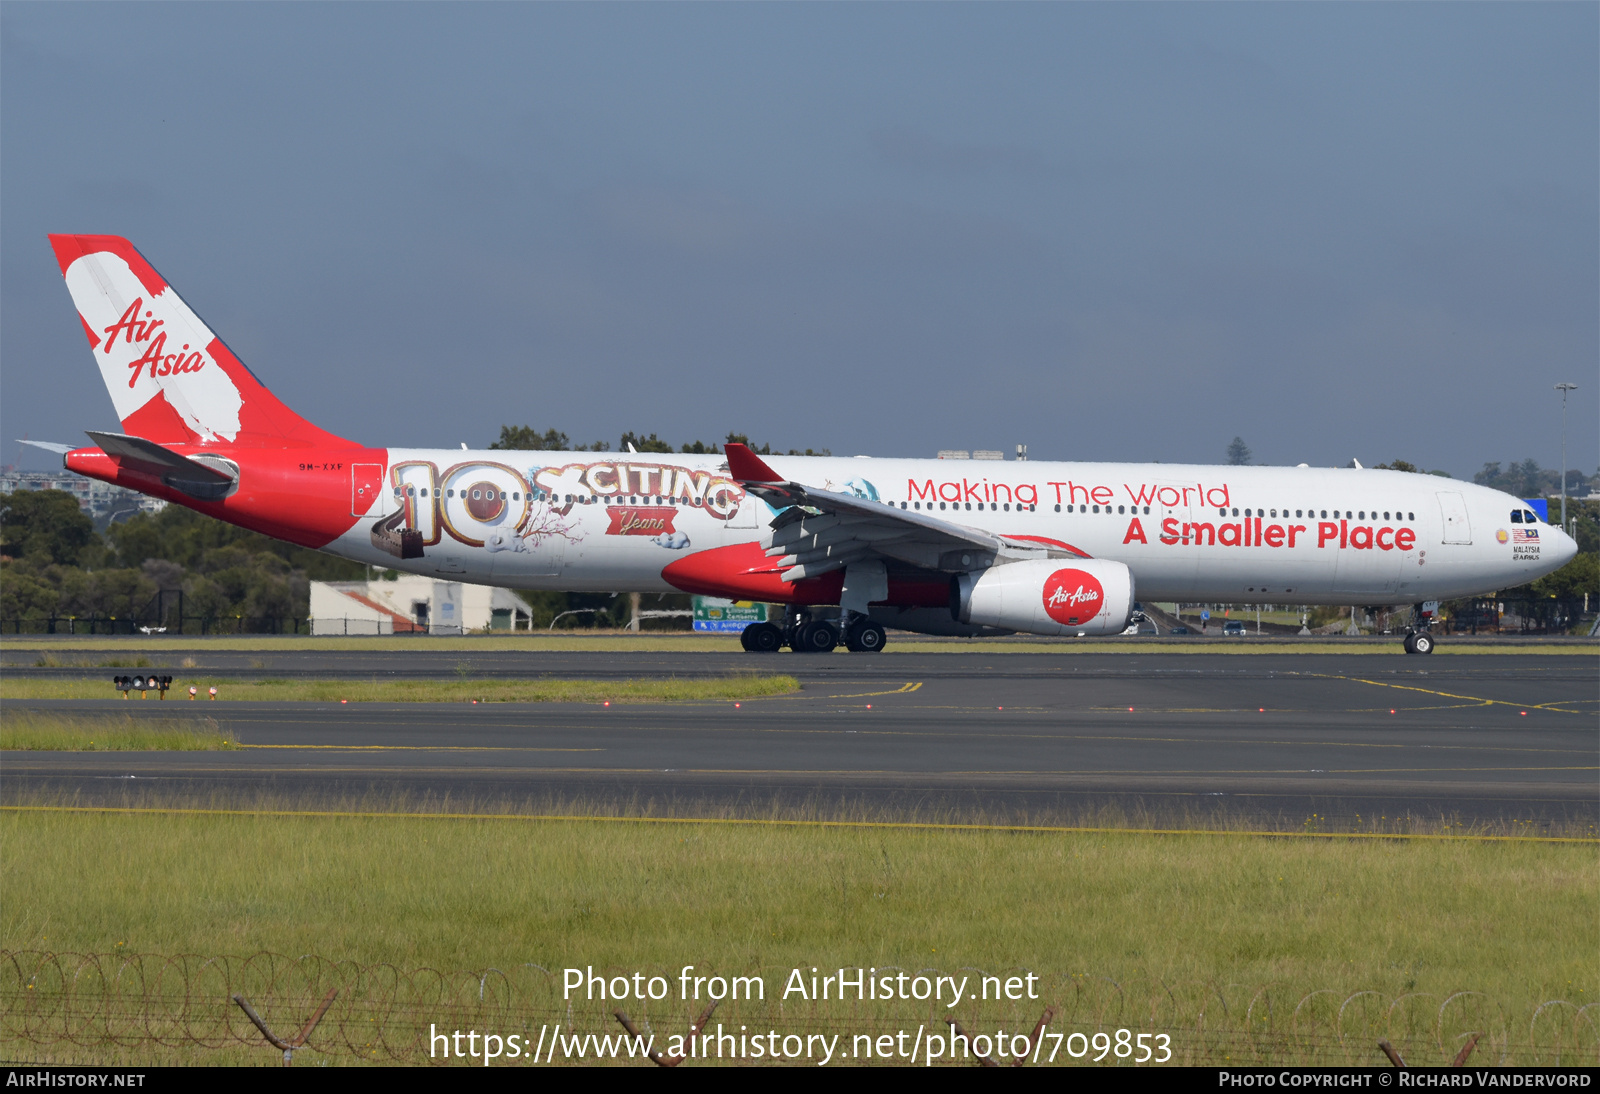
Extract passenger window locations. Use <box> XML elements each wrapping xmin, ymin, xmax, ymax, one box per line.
<box><xmin>406</xmin><ymin>486</ymin><xmax>415</xmax><ymax>496</ymax></box>
<box><xmin>1231</xmin><ymin>508</ymin><xmax>1239</xmax><ymax>517</ymax></box>
<box><xmin>1054</xmin><ymin>504</ymin><xmax>1061</xmax><ymax>512</ymax></box>
<box><xmin>940</xmin><ymin>502</ymin><xmax>947</xmax><ymax>510</ymax></box>
<box><xmin>1093</xmin><ymin>505</ymin><xmax>1100</xmax><ymax>513</ymax></box>
<box><xmin>1005</xmin><ymin>503</ymin><xmax>1012</xmax><ymax>511</ymax></box>
<box><xmin>1116</xmin><ymin>505</ymin><xmax>1124</xmax><ymax>514</ymax></box>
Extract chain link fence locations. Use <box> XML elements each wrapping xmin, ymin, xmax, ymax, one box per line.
<box><xmin>2</xmin><ymin>951</ymin><xmax>1594</xmax><ymax>1066</ymax></box>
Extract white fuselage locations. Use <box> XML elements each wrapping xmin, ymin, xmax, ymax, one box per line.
<box><xmin>326</xmin><ymin>451</ymin><xmax>1577</xmax><ymax>606</ymax></box>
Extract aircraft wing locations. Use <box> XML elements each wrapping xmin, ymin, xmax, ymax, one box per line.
<box><xmin>724</xmin><ymin>443</ymin><xmax>1082</xmax><ymax>582</ymax></box>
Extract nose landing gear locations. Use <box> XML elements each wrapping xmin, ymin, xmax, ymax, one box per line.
<box><xmin>1403</xmin><ymin>601</ymin><xmax>1438</xmax><ymax>654</ymax></box>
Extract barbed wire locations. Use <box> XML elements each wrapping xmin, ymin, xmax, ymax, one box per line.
<box><xmin>2</xmin><ymin>951</ymin><xmax>1594</xmax><ymax>1066</ymax></box>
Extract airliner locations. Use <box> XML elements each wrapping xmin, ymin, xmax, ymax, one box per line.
<box><xmin>32</xmin><ymin>235</ymin><xmax>1579</xmax><ymax>655</ymax></box>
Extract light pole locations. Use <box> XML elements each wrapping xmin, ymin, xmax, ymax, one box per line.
<box><xmin>1555</xmin><ymin>383</ymin><xmax>1577</xmax><ymax>530</ymax></box>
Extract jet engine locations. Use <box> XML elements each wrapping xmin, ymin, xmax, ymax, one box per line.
<box><xmin>951</xmin><ymin>558</ymin><xmax>1135</xmax><ymax>637</ymax></box>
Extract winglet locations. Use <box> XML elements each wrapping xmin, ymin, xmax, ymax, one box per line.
<box><xmin>723</xmin><ymin>442</ymin><xmax>783</xmax><ymax>483</ymax></box>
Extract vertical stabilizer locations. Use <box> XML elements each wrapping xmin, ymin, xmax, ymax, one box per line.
<box><xmin>49</xmin><ymin>235</ymin><xmax>351</xmax><ymax>449</ymax></box>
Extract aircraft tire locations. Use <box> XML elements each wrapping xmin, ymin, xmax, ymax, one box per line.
<box><xmin>845</xmin><ymin>621</ymin><xmax>887</xmax><ymax>653</ymax></box>
<box><xmin>1412</xmin><ymin>632</ymin><xmax>1434</xmax><ymax>655</ymax></box>
<box><xmin>740</xmin><ymin>624</ymin><xmax>757</xmax><ymax>651</ymax></box>
<box><xmin>794</xmin><ymin>621</ymin><xmax>838</xmax><ymax>653</ymax></box>
<box><xmin>746</xmin><ymin>622</ymin><xmax>783</xmax><ymax>653</ymax></box>
<box><xmin>1403</xmin><ymin>633</ymin><xmax>1417</xmax><ymax>654</ymax></box>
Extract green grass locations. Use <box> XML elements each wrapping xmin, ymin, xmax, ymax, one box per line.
<box><xmin>0</xmin><ymin>674</ymin><xmax>799</xmax><ymax>703</ymax></box>
<box><xmin>1</xmin><ymin>807</ymin><xmax>1594</xmax><ymax>1065</ymax></box>
<box><xmin>0</xmin><ymin>713</ymin><xmax>237</xmax><ymax>751</ymax></box>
——
§ Exercise directions:
Could you output the entire listing verbatim while omitting its pictures?

§ Result for this exercise:
Extract passenger window locations. Use <box> XML elements each wrapping xmin, ymin, xmax, ymax, one box per line.
<box><xmin>406</xmin><ymin>486</ymin><xmax>415</xmax><ymax>496</ymax></box>
<box><xmin>1231</xmin><ymin>508</ymin><xmax>1239</xmax><ymax>517</ymax></box>
<box><xmin>1054</xmin><ymin>504</ymin><xmax>1061</xmax><ymax>512</ymax></box>
<box><xmin>940</xmin><ymin>502</ymin><xmax>947</xmax><ymax>510</ymax></box>
<box><xmin>1093</xmin><ymin>505</ymin><xmax>1100</xmax><ymax>513</ymax></box>
<box><xmin>1005</xmin><ymin>503</ymin><xmax>1012</xmax><ymax>511</ymax></box>
<box><xmin>1116</xmin><ymin>505</ymin><xmax>1124</xmax><ymax>514</ymax></box>
Extract chain link fence locations. Use <box> XML elements each wrapping xmin, ymin, xmax, ymax, one box per line.
<box><xmin>2</xmin><ymin>951</ymin><xmax>1594</xmax><ymax>1066</ymax></box>
Extract white fuselage locations. Use <box> XML elements each wrapping xmin, ymin, xmax, ymax, one box per line.
<box><xmin>326</xmin><ymin>451</ymin><xmax>1577</xmax><ymax>606</ymax></box>
Extract aircraft wing locations. Use <box> XML elements each wrapping xmin, ymin, xmax, ymax, one box per line.
<box><xmin>724</xmin><ymin>443</ymin><xmax>1082</xmax><ymax>582</ymax></box>
Extract nose landing gear locations. Use <box> XML elements each wrapping xmin, ymin, xmax, ymax, one box per line.
<box><xmin>1403</xmin><ymin>601</ymin><xmax>1438</xmax><ymax>654</ymax></box>
Extract barbed wire locations. Use <box> XML elements each wrapping xmin, ymin, xmax, ymax, one box per line.
<box><xmin>2</xmin><ymin>951</ymin><xmax>1594</xmax><ymax>1066</ymax></box>
Extract airliner locations. Use <box> XML elements each wrapping xmin, ymin, xmax, ymax, one box per line.
<box><xmin>32</xmin><ymin>235</ymin><xmax>1579</xmax><ymax>655</ymax></box>
Extract light pole locations. Use <box> XML elements each wrapping xmin, ymin, xmax, ymax, one box per line.
<box><xmin>1555</xmin><ymin>383</ymin><xmax>1577</xmax><ymax>530</ymax></box>
Extract jet engine locations. Use <box> XML elements each wrapping xmin, ymin, xmax, ymax, one box per line.
<box><xmin>951</xmin><ymin>558</ymin><xmax>1135</xmax><ymax>637</ymax></box>
Extract winglet locations. Use <box> XML elements each wrapping xmin, ymin, xmax, ymax, one box per line.
<box><xmin>723</xmin><ymin>442</ymin><xmax>783</xmax><ymax>483</ymax></box>
Extract vertical stabilizer locations. Use <box> XML elements each wrapping xmin, ymin, xmax, ymax, one box per line.
<box><xmin>49</xmin><ymin>235</ymin><xmax>351</xmax><ymax>449</ymax></box>
Extract aircraft tire locations. Use <box> XML elements each wrapping xmin, ymin, xmax, ymax, one box per line.
<box><xmin>845</xmin><ymin>621</ymin><xmax>887</xmax><ymax>653</ymax></box>
<box><xmin>1412</xmin><ymin>632</ymin><xmax>1434</xmax><ymax>655</ymax></box>
<box><xmin>740</xmin><ymin>624</ymin><xmax>757</xmax><ymax>651</ymax></box>
<box><xmin>794</xmin><ymin>621</ymin><xmax>838</xmax><ymax>653</ymax></box>
<box><xmin>746</xmin><ymin>622</ymin><xmax>783</xmax><ymax>653</ymax></box>
<box><xmin>1403</xmin><ymin>633</ymin><xmax>1417</xmax><ymax>654</ymax></box>
Extract green grass locations. Use <box> XML elements each wrapping xmin, ymin, xmax, ymax, one box per line.
<box><xmin>0</xmin><ymin>674</ymin><xmax>799</xmax><ymax>703</ymax></box>
<box><xmin>1</xmin><ymin>807</ymin><xmax>1594</xmax><ymax>1065</ymax></box>
<box><xmin>0</xmin><ymin>713</ymin><xmax>237</xmax><ymax>751</ymax></box>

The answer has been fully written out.